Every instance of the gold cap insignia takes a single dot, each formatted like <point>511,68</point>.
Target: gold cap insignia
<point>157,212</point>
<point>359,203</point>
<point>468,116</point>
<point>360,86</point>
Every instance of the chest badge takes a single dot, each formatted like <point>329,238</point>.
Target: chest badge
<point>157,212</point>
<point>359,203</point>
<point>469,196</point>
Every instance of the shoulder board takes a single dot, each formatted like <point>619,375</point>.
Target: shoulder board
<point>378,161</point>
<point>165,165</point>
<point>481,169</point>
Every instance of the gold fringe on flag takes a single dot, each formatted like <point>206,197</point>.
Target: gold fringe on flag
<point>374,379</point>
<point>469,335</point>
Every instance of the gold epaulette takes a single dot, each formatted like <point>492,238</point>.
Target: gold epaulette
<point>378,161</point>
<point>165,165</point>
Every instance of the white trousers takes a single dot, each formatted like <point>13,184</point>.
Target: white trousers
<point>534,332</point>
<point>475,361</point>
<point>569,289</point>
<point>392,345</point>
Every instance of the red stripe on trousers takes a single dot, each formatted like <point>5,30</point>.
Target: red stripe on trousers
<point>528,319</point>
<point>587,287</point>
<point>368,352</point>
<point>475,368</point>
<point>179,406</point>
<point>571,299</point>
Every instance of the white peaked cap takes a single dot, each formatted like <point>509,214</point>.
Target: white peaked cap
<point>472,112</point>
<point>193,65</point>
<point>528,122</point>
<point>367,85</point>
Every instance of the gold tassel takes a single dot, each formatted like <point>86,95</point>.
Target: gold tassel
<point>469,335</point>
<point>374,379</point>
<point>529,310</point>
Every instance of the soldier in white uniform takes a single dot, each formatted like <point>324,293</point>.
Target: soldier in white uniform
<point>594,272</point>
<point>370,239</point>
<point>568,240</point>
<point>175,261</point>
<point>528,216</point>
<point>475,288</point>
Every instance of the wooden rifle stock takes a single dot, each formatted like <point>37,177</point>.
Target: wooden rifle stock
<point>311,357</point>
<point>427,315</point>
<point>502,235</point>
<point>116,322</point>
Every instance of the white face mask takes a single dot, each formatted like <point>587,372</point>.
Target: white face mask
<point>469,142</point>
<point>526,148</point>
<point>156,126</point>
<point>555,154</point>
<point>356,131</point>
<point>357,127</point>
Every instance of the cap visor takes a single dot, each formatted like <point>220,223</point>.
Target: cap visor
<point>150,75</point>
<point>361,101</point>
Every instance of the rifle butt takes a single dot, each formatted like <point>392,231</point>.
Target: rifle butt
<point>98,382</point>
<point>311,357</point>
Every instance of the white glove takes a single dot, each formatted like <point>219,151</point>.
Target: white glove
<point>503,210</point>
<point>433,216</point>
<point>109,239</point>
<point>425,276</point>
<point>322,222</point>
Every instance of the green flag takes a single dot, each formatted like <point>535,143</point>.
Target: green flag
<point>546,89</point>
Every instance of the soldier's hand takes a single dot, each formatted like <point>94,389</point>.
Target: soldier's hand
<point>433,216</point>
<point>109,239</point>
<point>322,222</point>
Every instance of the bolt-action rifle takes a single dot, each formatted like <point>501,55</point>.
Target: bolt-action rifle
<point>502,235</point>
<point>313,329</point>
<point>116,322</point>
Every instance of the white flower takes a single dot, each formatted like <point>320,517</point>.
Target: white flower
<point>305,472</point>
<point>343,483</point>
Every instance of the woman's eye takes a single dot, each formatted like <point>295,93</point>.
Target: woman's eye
----
**Assignment**
Set down the entire material again, exactly as it stands.

**Answer to the problem**
Every instance of the gold cap insignia takes a single dot, each formatted like <point>511,68</point>.
Target: gold cap insignia
<point>157,212</point>
<point>359,203</point>
<point>468,116</point>
<point>360,86</point>
Every instance of the chest badge takes a single dot, each formatted like <point>329,238</point>.
Target: chest badge
<point>157,212</point>
<point>359,203</point>
<point>469,196</point>
Every instance of the shoulder board takes a single dot, each formatted like <point>619,375</point>.
Target: shoulder board
<point>378,161</point>
<point>165,165</point>
<point>481,169</point>
Every instance of the gold fringe on flag takes a single dot, each formatted like <point>206,197</point>.
Target: gold fringe on flag
<point>374,379</point>
<point>469,335</point>
Every instance of the gold epaulette takes a single dot, each formatted like <point>492,238</point>.
Target: gold epaulette
<point>378,161</point>
<point>165,165</point>
Every instance of the white trousers takes a single dot, each formatted like <point>13,184</point>.
Target: white trousers
<point>534,332</point>
<point>475,361</point>
<point>569,289</point>
<point>392,345</point>
Every instance of the red stripe on trousers takes a single dot, each formatted like <point>5,30</point>.
Target: red stripe on trousers
<point>528,319</point>
<point>587,287</point>
<point>368,352</point>
<point>475,368</point>
<point>179,406</point>
<point>571,299</point>
Every instance of the white peaked cap takes a single dot, each formatted like <point>509,214</point>.
Target: white peaked cap
<point>472,112</point>
<point>193,65</point>
<point>528,122</point>
<point>367,85</point>
Every instance of the gold tassel takes a single dot, each formatted like <point>86,95</point>.
Target: gold tassel
<point>469,335</point>
<point>374,379</point>
<point>529,310</point>
Every instance of the soldier in white uniform takes a single dot, each formatted like <point>324,293</point>.
Target: soldier in white uniform
<point>594,272</point>
<point>370,239</point>
<point>568,240</point>
<point>175,261</point>
<point>528,216</point>
<point>475,288</point>
Every instance of the wooden rifle stock takes a single dot, each formatted like <point>37,177</point>.
Target: wooden rifle stock
<point>311,357</point>
<point>427,315</point>
<point>502,235</point>
<point>116,322</point>
Every instance of the white face mask takes a single dot, each formatted like <point>587,372</point>.
Target: white face mask
<point>469,142</point>
<point>526,148</point>
<point>156,126</point>
<point>555,154</point>
<point>356,131</point>
<point>357,127</point>
Every instance of the cap visor takes a single dot, each formatted like <point>220,223</point>.
Target: cap visor
<point>150,75</point>
<point>361,101</point>
Every instance of the rifle butt takes a single dot, each formatted like <point>392,231</point>.
Target: rifle butt
<point>98,382</point>
<point>311,357</point>
Every instance of the white glove takes a single dot, each formatted like <point>219,151</point>.
Target: white glove
<point>503,210</point>
<point>433,216</point>
<point>109,239</point>
<point>425,276</point>
<point>322,222</point>
Every instance of the green flag takes a single dot, each formatted like <point>535,143</point>.
Target: green flag
<point>546,89</point>
Every instance of the soldier's hand takes a single dot, each formatted like <point>94,389</point>.
Target: soldier's hand
<point>433,216</point>
<point>109,239</point>
<point>322,222</point>
Every instance of the bolt-action rifle takes a single dot, each formatted like <point>501,55</point>.
Target: bolt-action rifle
<point>502,235</point>
<point>313,329</point>
<point>116,322</point>
Every instance of the white flower takes a single dot, each formatted like <point>320,517</point>.
Target: white flower
<point>305,472</point>
<point>343,483</point>
Every instance of the woman's eye takes a single dot, each formatted like <point>295,93</point>.
Target: woman's eye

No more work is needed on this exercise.